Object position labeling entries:
● ● ● ● ●
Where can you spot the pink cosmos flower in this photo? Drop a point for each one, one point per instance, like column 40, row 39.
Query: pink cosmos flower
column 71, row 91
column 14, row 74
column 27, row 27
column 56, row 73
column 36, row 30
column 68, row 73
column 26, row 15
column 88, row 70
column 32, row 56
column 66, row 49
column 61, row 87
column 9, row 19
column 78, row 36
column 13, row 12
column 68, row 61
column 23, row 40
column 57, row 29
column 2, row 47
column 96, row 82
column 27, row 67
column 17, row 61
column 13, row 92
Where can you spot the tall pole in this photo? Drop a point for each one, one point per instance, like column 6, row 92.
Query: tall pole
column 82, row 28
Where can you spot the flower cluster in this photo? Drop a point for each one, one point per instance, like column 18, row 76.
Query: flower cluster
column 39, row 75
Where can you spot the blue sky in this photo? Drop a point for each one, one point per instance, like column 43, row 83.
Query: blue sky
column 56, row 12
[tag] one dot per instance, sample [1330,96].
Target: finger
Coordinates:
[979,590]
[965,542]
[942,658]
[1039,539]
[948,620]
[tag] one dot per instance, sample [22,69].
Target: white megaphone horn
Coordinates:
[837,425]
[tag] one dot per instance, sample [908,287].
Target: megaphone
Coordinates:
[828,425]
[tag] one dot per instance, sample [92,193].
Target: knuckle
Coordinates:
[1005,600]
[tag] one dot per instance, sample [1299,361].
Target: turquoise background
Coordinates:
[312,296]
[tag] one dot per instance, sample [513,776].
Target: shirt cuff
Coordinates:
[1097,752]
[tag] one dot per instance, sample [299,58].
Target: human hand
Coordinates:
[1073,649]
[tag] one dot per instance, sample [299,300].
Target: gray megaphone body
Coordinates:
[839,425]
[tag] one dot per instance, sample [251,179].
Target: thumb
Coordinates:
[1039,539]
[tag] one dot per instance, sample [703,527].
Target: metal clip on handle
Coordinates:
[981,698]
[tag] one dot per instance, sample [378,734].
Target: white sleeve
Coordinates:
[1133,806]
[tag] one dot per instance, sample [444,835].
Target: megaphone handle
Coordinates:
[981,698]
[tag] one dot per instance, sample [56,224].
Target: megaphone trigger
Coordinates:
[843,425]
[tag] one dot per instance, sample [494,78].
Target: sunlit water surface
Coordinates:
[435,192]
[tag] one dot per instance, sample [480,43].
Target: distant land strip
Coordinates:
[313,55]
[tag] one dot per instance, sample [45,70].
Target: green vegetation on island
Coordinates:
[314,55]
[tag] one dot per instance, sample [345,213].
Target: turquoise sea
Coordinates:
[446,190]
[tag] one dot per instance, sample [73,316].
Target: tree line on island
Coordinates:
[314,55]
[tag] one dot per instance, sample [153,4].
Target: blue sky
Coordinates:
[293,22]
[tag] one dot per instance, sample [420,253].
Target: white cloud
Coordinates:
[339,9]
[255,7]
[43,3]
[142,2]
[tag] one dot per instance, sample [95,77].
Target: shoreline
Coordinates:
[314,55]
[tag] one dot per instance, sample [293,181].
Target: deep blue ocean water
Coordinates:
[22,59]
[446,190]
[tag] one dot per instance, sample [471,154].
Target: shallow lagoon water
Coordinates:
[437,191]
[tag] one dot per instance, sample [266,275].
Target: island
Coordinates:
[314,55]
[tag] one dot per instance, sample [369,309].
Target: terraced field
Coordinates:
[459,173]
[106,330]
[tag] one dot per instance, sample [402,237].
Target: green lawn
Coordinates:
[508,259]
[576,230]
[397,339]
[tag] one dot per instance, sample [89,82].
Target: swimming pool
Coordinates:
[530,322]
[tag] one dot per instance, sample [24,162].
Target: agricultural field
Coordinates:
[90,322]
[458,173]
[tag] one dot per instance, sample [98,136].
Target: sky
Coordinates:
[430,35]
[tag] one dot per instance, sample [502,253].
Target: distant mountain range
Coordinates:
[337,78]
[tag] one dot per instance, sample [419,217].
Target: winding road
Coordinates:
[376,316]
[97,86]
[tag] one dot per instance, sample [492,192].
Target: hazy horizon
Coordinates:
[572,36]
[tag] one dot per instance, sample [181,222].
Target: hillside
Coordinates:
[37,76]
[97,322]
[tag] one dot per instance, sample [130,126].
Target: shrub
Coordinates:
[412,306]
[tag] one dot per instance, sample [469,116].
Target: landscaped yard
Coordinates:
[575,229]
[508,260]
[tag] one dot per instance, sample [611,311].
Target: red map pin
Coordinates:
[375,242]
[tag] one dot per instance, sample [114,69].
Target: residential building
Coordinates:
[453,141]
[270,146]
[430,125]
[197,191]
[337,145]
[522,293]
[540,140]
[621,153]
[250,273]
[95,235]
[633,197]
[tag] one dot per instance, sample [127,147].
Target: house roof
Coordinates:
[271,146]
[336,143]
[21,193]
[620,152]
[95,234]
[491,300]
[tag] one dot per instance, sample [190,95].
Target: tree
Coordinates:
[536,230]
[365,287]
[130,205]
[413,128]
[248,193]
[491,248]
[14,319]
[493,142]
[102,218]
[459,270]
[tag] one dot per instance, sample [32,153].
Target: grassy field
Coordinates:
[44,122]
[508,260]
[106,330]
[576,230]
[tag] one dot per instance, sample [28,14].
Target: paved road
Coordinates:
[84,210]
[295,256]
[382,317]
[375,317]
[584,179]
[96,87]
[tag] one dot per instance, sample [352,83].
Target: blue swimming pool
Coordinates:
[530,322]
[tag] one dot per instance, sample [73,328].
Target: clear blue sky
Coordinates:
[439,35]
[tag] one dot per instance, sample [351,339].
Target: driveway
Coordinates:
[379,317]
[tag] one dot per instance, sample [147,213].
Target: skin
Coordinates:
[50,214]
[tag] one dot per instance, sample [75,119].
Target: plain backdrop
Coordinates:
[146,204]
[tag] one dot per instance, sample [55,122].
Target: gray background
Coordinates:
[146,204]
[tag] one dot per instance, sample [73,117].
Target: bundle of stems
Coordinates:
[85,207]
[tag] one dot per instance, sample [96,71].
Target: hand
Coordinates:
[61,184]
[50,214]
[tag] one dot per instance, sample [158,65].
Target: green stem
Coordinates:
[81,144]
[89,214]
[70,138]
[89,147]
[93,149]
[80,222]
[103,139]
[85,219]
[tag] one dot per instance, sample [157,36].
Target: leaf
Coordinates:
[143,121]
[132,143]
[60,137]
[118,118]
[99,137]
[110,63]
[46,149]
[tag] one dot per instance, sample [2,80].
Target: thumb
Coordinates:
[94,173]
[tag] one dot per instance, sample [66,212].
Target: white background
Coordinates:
● ● ● ● ●
--- Set task ---
Print all of the entries above once more, reproducing every line verbatim.

--- Output ---
Where can you spot the pink cosmos flower in this photo? Drop a point for each one, one point per instance, like column 40, row 39.
Query: pink cosmos flower
column 71, row 91
column 14, row 74
column 27, row 27
column 56, row 73
column 36, row 30
column 68, row 73
column 26, row 15
column 88, row 70
column 32, row 56
column 66, row 49
column 61, row 87
column 9, row 19
column 78, row 36
column 13, row 12
column 68, row 61
column 23, row 40
column 57, row 29
column 2, row 47
column 96, row 82
column 27, row 67
column 17, row 61
column 13, row 92
Where can you spot the tall pole in this photo? Drop a point for each one, one point per instance, like column 6, row 92.
Query: tall pole
column 82, row 28
Where can you spot the flower cluster in this photo? Drop a point for each one, one point per instance, like column 18, row 76.
Query: flower cluster
column 39, row 75
Where can you spot the blue sky in this photo? Drop a point for each one, one point per instance, like column 43, row 83.
Query: blue sky
column 56, row 12
[tag] one dot per instance, sample [1330,96].
Target: finger
Coordinates:
[979,590]
[965,542]
[942,658]
[1039,539]
[948,620]
[tag] one dot per instance, sample [22,69].
Target: white megaphone horn
Coordinates:
[837,425]
[tag] one dot per instance, sample [908,287].
Target: megaphone
Coordinates:
[828,425]
[tag] one dot per instance, sample [92,193].
Target: knuckle
Coordinates:
[1005,600]
[tag] one dot per instance, sample [1299,361].
Target: turquoise background
Coordinates:
[312,296]
[tag] one dot per instance, sample [513,776].
Target: shirt cuff
Coordinates:
[1097,752]
[tag] one dot per instance, sample [299,58].
Target: human hand
Coordinates:
[1073,649]
[tag] one dot per instance, sample [299,300].
Target: gray megaphone body
Coordinates:
[839,425]
[tag] one dot per instance, sample [251,179].
Target: thumb
Coordinates:
[1039,539]
[tag] one dot per instance, sample [703,527].
Target: metal clip on handle
Coordinates:
[981,698]
[tag] one dot per instance, sample [378,734].
Target: white sleeve
Coordinates:
[1133,806]
[tag] one dot per instance, sample [444,835].
Target: megaphone handle
Coordinates:
[981,698]
[tag] one dot per instance, sample [56,224].
Target: megaphone trigger
Coordinates:
[843,425]
[tag] one dot per instance, sample [494,78].
Target: sunlit water surface
Coordinates:
[435,192]
[tag] one dot per instance, sample [480,43].
Target: distant land strip
Coordinates:
[313,55]
[tag] one dot per instance, sample [45,70].
Target: green vegetation on island
Coordinates:
[314,55]
[tag] one dot per instance, sample [345,213].
Target: turquoise sea
Coordinates:
[446,190]
[tag] one dot per instance, sample [73,316].
Target: tree line on island
Coordinates:
[314,55]
[tag] one dot per instance, sample [153,4].
Target: blue sky
Coordinates:
[293,22]
[tag] one dot per instance, sample [420,253].
Target: white cloud
Coordinates:
[339,9]
[255,7]
[43,3]
[142,2]
[tag] one dot per instance, sample [95,77].
Target: shoreline
Coordinates:
[314,55]
[tag] one dot per instance, sample [293,181].
Target: deep blue ocean water
Coordinates:
[22,59]
[446,190]
[tag] one dot per instance, sample [471,154].
Target: shallow lagoon water
Coordinates:
[437,191]
[tag] one dot per instance, sample [266,275].
Target: island
Coordinates:
[314,55]
[tag] one dot per instance, sample [369,309].
Target: terraced field
Coordinates:
[459,173]
[106,330]
[tag] one dot per instance, sample [402,237].
Target: green lawn
Coordinates:
[508,259]
[576,230]
[397,339]
[tag] one dot per instance, sample [89,82].
Target: swimming pool
Coordinates:
[530,322]
[tag] one dot per instance, sample [24,162].
Target: agricultural field
Coordinates:
[90,322]
[458,173]
[tag] one dot per instance, sample [98,136].
Target: sky
Coordinates:
[430,35]
[tag] one dot per instance, sample [502,253].
Target: distant mountain range
Coordinates:
[337,78]
[tag] one dot per instance, sample [419,217].
Target: winding road
Coordinates:
[376,316]
[97,86]
[tag] one dot per instance, sample [492,192].
Target: hazy horizon
Coordinates:
[572,36]
[tag] one dot per instance, sample [181,222].
Target: hillside
Coordinates:
[37,76]
[97,322]
[tag] one dot per instance, sample [130,126].
Target: shrub
Coordinates:
[412,306]
[tag] one dot per instance, sample [469,116].
Target: landscaped yard
Coordinates:
[575,229]
[508,260]
[tag] one dot per instance, sample [611,311].
Target: red map pin
Coordinates:
[375,242]
[tag] one dot per instance, sample [114,69].
Target: residential building
Coordinates:
[453,141]
[270,146]
[430,125]
[197,191]
[337,145]
[522,293]
[540,140]
[621,153]
[250,273]
[95,235]
[633,197]
[tag] one dot per instance, sample [127,147].
Target: house roof
Coordinates:
[271,146]
[336,143]
[21,193]
[620,152]
[95,234]
[491,300]
[tag] one dot per instance, sample [190,95].
Target: tree
Coordinates:
[536,230]
[365,287]
[130,205]
[413,128]
[248,193]
[491,248]
[14,319]
[493,142]
[102,218]
[459,270]
[tag] one dot per instance, sample [32,153].
Target: grassy field
Coordinates:
[44,122]
[508,260]
[106,330]
[576,230]
[tag] one dot per instance, sample [28,14].
Target: paved road
Coordinates:
[84,210]
[295,256]
[382,317]
[375,317]
[584,179]
[96,87]
[tag] one dot per instance, sample [352,83].
Target: blue swimming pool
Coordinates:
[530,322]
[tag] one dot per instance, sample [73,328].
Target: clear blue sky
Coordinates:
[439,35]
[tag] one dot per instance, sample [351,339].
Target: driveway
Coordinates:
[379,317]
[tag] one dot per instance, sample [147,213].
Target: skin
Coordinates:
[50,214]
[tag] one dot per instance, sample [75,119].
Target: plain backdrop
Coordinates:
[146,204]
[tag] one dot per instance, sample [55,122].
Target: gray background
Coordinates:
[146,204]
[tag] one dot per instance, sample [73,117].
Target: bundle of stems
Coordinates:
[85,207]
[tag] one dot per instance, sample [96,71].
Target: hand
Coordinates:
[61,184]
[50,214]
[tag] one dot per instance, sample [158,65].
Target: green stem
Coordinates:
[81,144]
[89,214]
[70,138]
[89,147]
[93,149]
[80,222]
[103,139]
[85,219]
[tag] one dot per instance, sample [157,36].
Target: leaf
Coordinates:
[143,121]
[132,143]
[60,137]
[118,118]
[99,137]
[110,63]
[46,149]
[tag] one dot per instance, sample [2,80].
Target: thumb
Coordinates:
[94,173]
[tag] one dot per instance, sample [66,212].
Target: white background
Coordinates:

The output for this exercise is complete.